Discurso durante a 211ª Sessão Não Deliberativa, no Senado Federal

Homenagem pelo transcurso do Dia da Bandeira, hoje, 19 de novembro, e reflexão sobre o seu significado.

Autor
Cristovam Buarque (PDT - Partido Democrático Trabalhista/DF)
Nome completo: Cristovam Ricardo Cavalcanti Buarque
Casa
Senado Federal
Tipo
Discurso
Resumo por assunto
HOMENAGEM. SIMBOLOS NACIONAIS.:
  • Homenagem pelo transcurso do Dia da Bandeira, hoje, 19 de novembro, e reflexão sobre o seu significado.
Aparteantes
Eduardo Suplicy.
Publicação
Publicação no DSF de 20/11/2007 - Página 41032
Assunto
Outros > HOMENAGEM. SIMBOLOS NACIONAIS.
Indexação
  • HOMENAGEM, DIA NACIONAL, BANDEIRA, DETALHAMENTO, SIMBOLO, COR, DEFINIÇÃO, RIQUEZAS, BRASIL, CONTRADIÇÃO, SITUAÇÃO, ATUALIDADE, DESTRUIÇÃO, QUEIMADA, FLORESTA, EXTRAVIO, OURO, DEMONSTRAÇÃO, DISCRIMINAÇÃO, POLITICO, INICIO, REPUBLICA, AUTOR, PROJETO, INSCRIÇÃO, PALAVRA, IMPOSSIBILIDADE, ENTENDIMENTO, MAIORIA, POPULAÇÃO, ANALFABETO.
  • QUESTIONAMENTO, INEXISTENCIA, PALAVRA, EDUCAÇÃO, COMPOSIÇÃO, BANDEIRA NACIONAL, DEFESA, AMPLIAÇÃO, DIMENSÃO, SIMBOLOS NACIONAIS, GARANTIA, ORDEM, PROGRESSO, IGUALDADE, DIREITOS, OPORTUNIDADE, AUSENCIA, AUTORITARISMO.
  • COMPROVAÇÃO, REDUÇÃO, PATRIOTISMO, PAIS, COMPARAÇÃO, ANTERIORIDADE.
  • ANALISE, NECESSIDADE, SOLIDARIEDADE, IGUALDADE, EDUCAÇÃO, JUSTIÇA, REFORÇO, SOBERANIA NACIONAL, REDUÇÃO, DESIGUALDADE SOCIAL.

O SR. CRISTOVAM BUARQUE (PDT - DF. Pronuncia o seguinte discurso. Sem revisão do orador.) - Sr. Presidente, Srs. Senadores, Srªs Senadoras, antes de vir para cá, Presidente, eu estava preocupado, achando que iria falar de um tema que não tem tanto a ver com os interesses dos dias de hoje neste País. Não vinha falar da CPMF, não vinha falar do caso Senador Renan, não vinha falar da Venezuela, não vinha falar da Bolívia, não vinha falar de ética; enfim, eu não vinha falar de nenhum desses problemas que tomam conta do imaginário deste Senado. Nada disso! Eu me perguntei: será que vou fazer um discurso extemporâneo, estratosférico, um discurso de extraterrestre? Até que diminuiu o meu receio ao ouvir os dois discursos anteriores falando sobre educação.

• Dados fornecidos:
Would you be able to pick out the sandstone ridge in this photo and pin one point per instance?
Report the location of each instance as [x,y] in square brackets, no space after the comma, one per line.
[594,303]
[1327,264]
--
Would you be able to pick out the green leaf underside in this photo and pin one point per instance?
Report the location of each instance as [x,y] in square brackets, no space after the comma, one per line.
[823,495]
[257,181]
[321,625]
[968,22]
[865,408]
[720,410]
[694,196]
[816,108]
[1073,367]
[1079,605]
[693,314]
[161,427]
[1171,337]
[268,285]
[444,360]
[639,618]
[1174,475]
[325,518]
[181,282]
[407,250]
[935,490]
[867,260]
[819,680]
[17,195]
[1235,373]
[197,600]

• Tarefas propostas:
a - No discurso sobre o Dia da Bandeira, quem é indicado como aparteante?
b - Transcreva do discurso sobre o Dia da Bandeira o trecho de "Aparteantes" a "PAIS, COMPARAÇÃO, ANTERIORIDADE.".
Os registros não serão usados.

• Respostas das tarefas:
a - Eduardo Suplicy.

b -
Aparteantes
Eduardo Suplicy.
Publicação
Publicação no DSF de 20/11/2007 - Página 41032
Assunto
Outros > HOMENAGEM. SIMBOLOS NACIONAIS.
Indexação
  • HOMENAGEM, DIA NACIONAL, BANDEIRA, DETALHAMENTO, SIMBOLO, COR, DEFINIÇÃO, RIQUEZAS, BRASIL, CONTRADIÇÃO, SITUAÇÃO, ATUALIDADE, DESTRUIÇÃO, QUEIMADA, FLORESTA, EXTRAVIO, OURO, DEMONSTRAÇÃO, DISCRIMINAÇÃO, POLITICO, INICIO, REPUBLICA, AUTOR, PROJETO, INSCRIÇÃO, PALAVRA, IMPOSSIBILIDADE, ENTENDIMENTO, MAIORIA, POPULAÇÃO, ANALFABETO.
  • QUESTIONAMENTO, INEXISTENCIA, PALAVRA, EDUCAÇÃO, COMPOSIÇÃO, BANDEIRA NACIONAL, DEFESA, AMPLIAÇÃO, DIMENSÃO, SIMBOLOS NACIONAIS, GARANTIA, ORDEM, PROGRESSO, IGUALDADE, DIREITOS, OPORTUNIDADE, AUSENCIA, AUTORITARISMO.
  • COMPROVAÇÃO, REDUÇÃO, PATRIOTISMO, PAIS, COMPARAÇÃO, ANTERIORIDADE.